GOAL OF THE EXERCISE: Would you reproduce the data below exactly, please, leaving out its images?

DATASET ENTRIES:
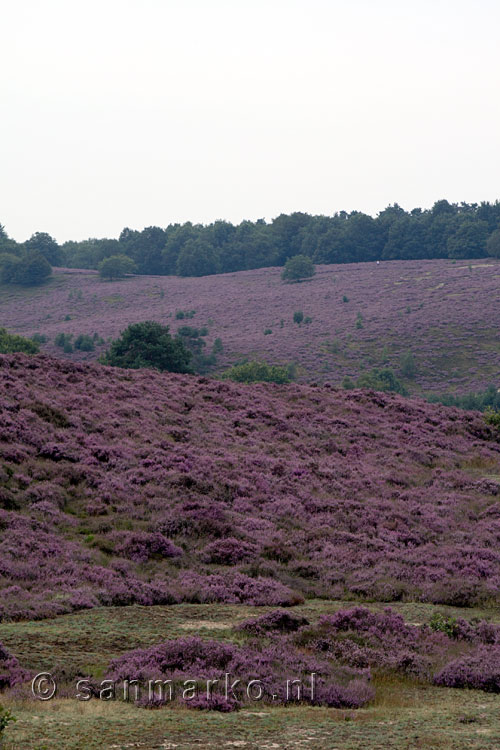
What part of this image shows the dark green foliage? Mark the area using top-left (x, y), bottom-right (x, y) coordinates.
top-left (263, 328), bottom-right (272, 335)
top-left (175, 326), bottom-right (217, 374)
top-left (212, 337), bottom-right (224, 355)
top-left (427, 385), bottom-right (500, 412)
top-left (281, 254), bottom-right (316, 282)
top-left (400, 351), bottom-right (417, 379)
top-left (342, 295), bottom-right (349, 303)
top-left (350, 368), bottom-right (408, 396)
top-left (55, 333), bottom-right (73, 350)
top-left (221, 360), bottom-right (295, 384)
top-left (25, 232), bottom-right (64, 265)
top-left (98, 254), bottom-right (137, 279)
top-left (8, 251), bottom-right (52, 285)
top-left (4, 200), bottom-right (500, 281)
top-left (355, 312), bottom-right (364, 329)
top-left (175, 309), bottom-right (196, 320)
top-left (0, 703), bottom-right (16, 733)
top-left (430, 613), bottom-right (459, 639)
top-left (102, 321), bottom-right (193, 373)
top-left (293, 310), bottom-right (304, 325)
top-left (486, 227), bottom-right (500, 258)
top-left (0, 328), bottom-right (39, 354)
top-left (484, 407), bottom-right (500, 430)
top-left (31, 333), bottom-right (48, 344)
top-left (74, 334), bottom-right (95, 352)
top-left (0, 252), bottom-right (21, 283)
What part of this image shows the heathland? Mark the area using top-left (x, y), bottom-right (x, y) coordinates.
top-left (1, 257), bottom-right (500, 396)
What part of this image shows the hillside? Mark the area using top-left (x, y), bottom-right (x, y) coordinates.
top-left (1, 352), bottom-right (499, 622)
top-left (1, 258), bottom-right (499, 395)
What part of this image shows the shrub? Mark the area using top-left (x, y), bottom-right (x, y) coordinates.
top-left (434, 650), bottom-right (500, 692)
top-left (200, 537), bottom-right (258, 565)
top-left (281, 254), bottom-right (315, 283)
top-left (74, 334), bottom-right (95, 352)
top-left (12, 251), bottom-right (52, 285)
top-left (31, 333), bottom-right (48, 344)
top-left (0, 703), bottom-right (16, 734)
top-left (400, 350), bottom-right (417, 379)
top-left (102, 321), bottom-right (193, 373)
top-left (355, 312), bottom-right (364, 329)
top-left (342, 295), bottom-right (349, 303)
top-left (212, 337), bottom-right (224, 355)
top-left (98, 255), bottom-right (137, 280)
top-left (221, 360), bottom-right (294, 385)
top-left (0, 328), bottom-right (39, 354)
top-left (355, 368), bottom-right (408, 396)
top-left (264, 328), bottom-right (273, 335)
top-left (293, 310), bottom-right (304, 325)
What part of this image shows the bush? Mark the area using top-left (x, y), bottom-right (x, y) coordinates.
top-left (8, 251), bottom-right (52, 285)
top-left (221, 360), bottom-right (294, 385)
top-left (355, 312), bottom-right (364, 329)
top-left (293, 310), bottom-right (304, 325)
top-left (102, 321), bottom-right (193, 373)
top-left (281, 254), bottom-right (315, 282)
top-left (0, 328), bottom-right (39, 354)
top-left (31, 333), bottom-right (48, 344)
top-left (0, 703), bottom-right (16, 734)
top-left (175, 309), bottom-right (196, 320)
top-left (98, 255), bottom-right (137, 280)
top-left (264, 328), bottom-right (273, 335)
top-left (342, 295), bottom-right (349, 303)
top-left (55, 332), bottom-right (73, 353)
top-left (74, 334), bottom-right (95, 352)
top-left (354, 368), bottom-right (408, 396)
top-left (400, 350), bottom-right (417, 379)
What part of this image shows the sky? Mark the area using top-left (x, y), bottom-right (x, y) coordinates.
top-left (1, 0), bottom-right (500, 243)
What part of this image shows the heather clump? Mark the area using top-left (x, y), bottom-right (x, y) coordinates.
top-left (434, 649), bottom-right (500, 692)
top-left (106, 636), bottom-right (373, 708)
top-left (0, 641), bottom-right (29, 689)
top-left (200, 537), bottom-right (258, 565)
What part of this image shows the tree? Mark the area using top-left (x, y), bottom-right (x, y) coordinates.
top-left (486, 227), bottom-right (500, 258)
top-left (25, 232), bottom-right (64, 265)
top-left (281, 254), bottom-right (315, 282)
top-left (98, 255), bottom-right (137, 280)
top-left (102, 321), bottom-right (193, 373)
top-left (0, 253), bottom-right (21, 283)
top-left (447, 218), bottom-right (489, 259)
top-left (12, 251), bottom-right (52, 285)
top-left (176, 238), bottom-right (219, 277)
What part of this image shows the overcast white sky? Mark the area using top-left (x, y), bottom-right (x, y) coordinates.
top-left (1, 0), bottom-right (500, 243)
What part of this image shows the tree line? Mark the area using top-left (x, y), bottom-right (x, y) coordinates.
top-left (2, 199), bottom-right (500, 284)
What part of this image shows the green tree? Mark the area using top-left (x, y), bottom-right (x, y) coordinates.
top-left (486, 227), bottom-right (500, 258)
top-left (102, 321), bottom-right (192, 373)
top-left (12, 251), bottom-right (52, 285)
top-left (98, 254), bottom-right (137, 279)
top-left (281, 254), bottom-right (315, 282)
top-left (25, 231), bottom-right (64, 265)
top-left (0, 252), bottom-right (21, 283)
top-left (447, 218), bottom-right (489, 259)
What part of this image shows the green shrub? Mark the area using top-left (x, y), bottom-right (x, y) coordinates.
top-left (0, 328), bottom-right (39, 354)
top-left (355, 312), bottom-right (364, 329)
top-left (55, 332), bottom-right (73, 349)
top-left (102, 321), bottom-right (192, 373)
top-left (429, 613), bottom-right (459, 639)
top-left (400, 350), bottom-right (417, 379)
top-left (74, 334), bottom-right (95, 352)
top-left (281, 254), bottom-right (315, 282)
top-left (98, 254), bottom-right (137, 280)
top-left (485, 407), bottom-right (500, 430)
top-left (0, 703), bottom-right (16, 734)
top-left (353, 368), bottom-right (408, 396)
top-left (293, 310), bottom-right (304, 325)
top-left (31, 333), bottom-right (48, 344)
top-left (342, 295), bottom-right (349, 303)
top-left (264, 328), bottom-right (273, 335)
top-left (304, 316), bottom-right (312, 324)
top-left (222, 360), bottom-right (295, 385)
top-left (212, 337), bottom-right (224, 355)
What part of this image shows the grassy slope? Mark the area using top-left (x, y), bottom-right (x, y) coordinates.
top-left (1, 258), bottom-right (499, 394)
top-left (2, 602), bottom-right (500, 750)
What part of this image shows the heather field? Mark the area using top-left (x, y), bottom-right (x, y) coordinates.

RESPONSE TO THE TASK:
What part of this image shows the dark green foliage? Mark the area using top-left (x, y), bottom-right (x, y) coordinates.
top-left (263, 328), bottom-right (272, 335)
top-left (175, 326), bottom-right (217, 374)
top-left (212, 337), bottom-right (224, 355)
top-left (427, 385), bottom-right (500, 412)
top-left (281, 254), bottom-right (316, 282)
top-left (400, 351), bottom-right (417, 379)
top-left (342, 295), bottom-right (349, 303)
top-left (350, 368), bottom-right (408, 396)
top-left (55, 333), bottom-right (73, 350)
top-left (221, 360), bottom-right (295, 384)
top-left (25, 232), bottom-right (64, 265)
top-left (98, 254), bottom-right (137, 279)
top-left (8, 251), bottom-right (52, 285)
top-left (4, 200), bottom-right (500, 281)
top-left (355, 312), bottom-right (364, 329)
top-left (175, 309), bottom-right (196, 320)
top-left (0, 703), bottom-right (16, 733)
top-left (430, 613), bottom-right (459, 639)
top-left (102, 321), bottom-right (193, 373)
top-left (293, 310), bottom-right (304, 325)
top-left (486, 227), bottom-right (500, 258)
top-left (0, 328), bottom-right (39, 354)
top-left (484, 407), bottom-right (500, 430)
top-left (31, 333), bottom-right (48, 344)
top-left (74, 334), bottom-right (95, 352)
top-left (0, 252), bottom-right (21, 283)
What part of this image shows the heathland? Mark the area using top-left (x, y), bottom-right (x, y) coordinates.
top-left (1, 257), bottom-right (500, 396)
What part of this image shows the hillside? Mark the area using top-left (x, y), bottom-right (x, y) coordinates.
top-left (1, 352), bottom-right (499, 622)
top-left (1, 258), bottom-right (499, 395)
What part of this image shows the shrub? Mark the area using top-left (x, y), bottom-right (x, y) coordinates.
top-left (434, 650), bottom-right (500, 692)
top-left (200, 537), bottom-right (258, 565)
top-left (281, 254), bottom-right (315, 283)
top-left (74, 334), bottom-right (95, 352)
top-left (12, 251), bottom-right (52, 285)
top-left (31, 333), bottom-right (48, 344)
top-left (0, 703), bottom-right (16, 734)
top-left (400, 350), bottom-right (417, 379)
top-left (102, 321), bottom-right (193, 373)
top-left (355, 312), bottom-right (364, 329)
top-left (342, 295), bottom-right (349, 303)
top-left (212, 337), bottom-right (224, 355)
top-left (98, 255), bottom-right (137, 280)
top-left (221, 360), bottom-right (294, 385)
top-left (0, 328), bottom-right (39, 354)
top-left (355, 368), bottom-right (408, 396)
top-left (264, 328), bottom-right (273, 335)
top-left (293, 310), bottom-right (304, 325)
What part of this image shows the bush? Mark the area using top-left (x, y), bottom-right (x, y) coordinates.
top-left (8, 251), bottom-right (52, 285)
top-left (221, 360), bottom-right (294, 385)
top-left (355, 312), bottom-right (364, 329)
top-left (293, 310), bottom-right (304, 325)
top-left (102, 321), bottom-right (193, 373)
top-left (281, 254), bottom-right (315, 282)
top-left (0, 328), bottom-right (39, 354)
top-left (31, 333), bottom-right (48, 344)
top-left (0, 703), bottom-right (16, 734)
top-left (175, 309), bottom-right (196, 320)
top-left (98, 255), bottom-right (137, 280)
top-left (264, 328), bottom-right (273, 335)
top-left (342, 295), bottom-right (349, 303)
top-left (55, 332), bottom-right (73, 353)
top-left (74, 334), bottom-right (95, 352)
top-left (354, 368), bottom-right (408, 396)
top-left (400, 350), bottom-right (417, 379)
What part of this image shows the sky? Mark the area using top-left (x, y), bottom-right (x, y) coordinates.
top-left (1, 0), bottom-right (500, 243)
What part of this image shows the heather clump? Mark the area using top-left (x, y), bottom-right (x, y) coordinates.
top-left (434, 649), bottom-right (500, 692)
top-left (106, 636), bottom-right (373, 708)
top-left (0, 641), bottom-right (29, 689)
top-left (200, 537), bottom-right (258, 565)
What part of this image shows the tree? Mark the area using top-left (x, y), bottom-right (x, y) coordinates.
top-left (486, 227), bottom-right (500, 258)
top-left (25, 232), bottom-right (64, 265)
top-left (281, 254), bottom-right (315, 282)
top-left (98, 255), bottom-right (137, 280)
top-left (102, 321), bottom-right (193, 373)
top-left (0, 253), bottom-right (21, 283)
top-left (447, 218), bottom-right (489, 259)
top-left (12, 251), bottom-right (52, 285)
top-left (176, 238), bottom-right (219, 277)
What part of this image shows the overcast white sky? Mark the area using top-left (x, y), bottom-right (x, y) coordinates.
top-left (1, 0), bottom-right (500, 243)
What part of this image shows the tree line? Mark the area using top-left (x, y), bottom-right (x, y) coordinates.
top-left (2, 199), bottom-right (500, 284)
What part of this image shows the green tree? Mark the area using top-left (x, y), bottom-right (x, y) coordinates.
top-left (486, 227), bottom-right (500, 258)
top-left (102, 321), bottom-right (192, 373)
top-left (12, 251), bottom-right (52, 285)
top-left (98, 254), bottom-right (137, 279)
top-left (281, 254), bottom-right (315, 282)
top-left (25, 231), bottom-right (64, 265)
top-left (0, 252), bottom-right (21, 283)
top-left (447, 218), bottom-right (489, 259)
What part of this image shows the green shrub? Mark the area using top-left (x, y), bottom-right (x, y) coordinates.
top-left (0, 328), bottom-right (39, 354)
top-left (355, 312), bottom-right (364, 329)
top-left (55, 332), bottom-right (73, 349)
top-left (102, 321), bottom-right (192, 373)
top-left (429, 613), bottom-right (459, 639)
top-left (400, 350), bottom-right (417, 379)
top-left (74, 334), bottom-right (95, 352)
top-left (281, 254), bottom-right (315, 282)
top-left (98, 254), bottom-right (137, 280)
top-left (485, 407), bottom-right (500, 430)
top-left (0, 703), bottom-right (16, 734)
top-left (353, 368), bottom-right (408, 396)
top-left (293, 310), bottom-right (304, 325)
top-left (31, 333), bottom-right (48, 344)
top-left (342, 295), bottom-right (349, 303)
top-left (264, 328), bottom-right (273, 335)
top-left (304, 316), bottom-right (312, 324)
top-left (222, 360), bottom-right (295, 385)
top-left (212, 337), bottom-right (224, 355)
What part of this image shows the grassy slope? Mark the area using top-left (x, y), bottom-right (x, y) coordinates.
top-left (1, 258), bottom-right (499, 394)
top-left (2, 602), bottom-right (500, 750)
What part of this image shows the heather field? Mark the area using top-left (x, y), bottom-right (x, y) coordinates.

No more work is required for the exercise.